DATA IN THIS EXERCISE:
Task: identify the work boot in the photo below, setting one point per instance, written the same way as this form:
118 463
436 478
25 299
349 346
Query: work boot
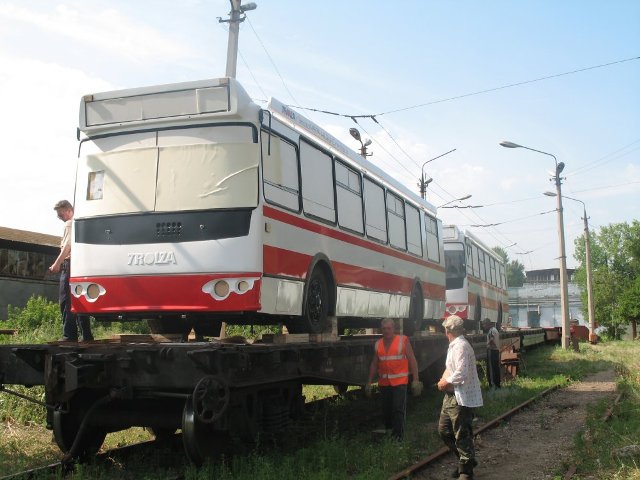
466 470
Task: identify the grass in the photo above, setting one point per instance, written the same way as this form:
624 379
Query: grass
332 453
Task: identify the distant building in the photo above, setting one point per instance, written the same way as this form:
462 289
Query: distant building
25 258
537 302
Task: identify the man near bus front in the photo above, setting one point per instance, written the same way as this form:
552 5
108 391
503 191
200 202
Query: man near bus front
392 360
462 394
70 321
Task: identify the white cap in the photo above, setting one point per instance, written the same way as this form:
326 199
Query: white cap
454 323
--
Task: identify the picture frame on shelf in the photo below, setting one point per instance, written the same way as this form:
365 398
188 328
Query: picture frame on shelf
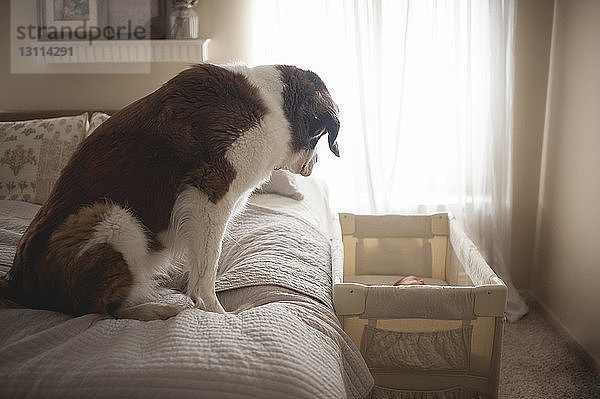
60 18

EXERCISE REQUIREMENTS: Count the lines of the records that contain the word "grass", treating uppercase and lowercase as different. Give only the number.

RESULT BELOW: 2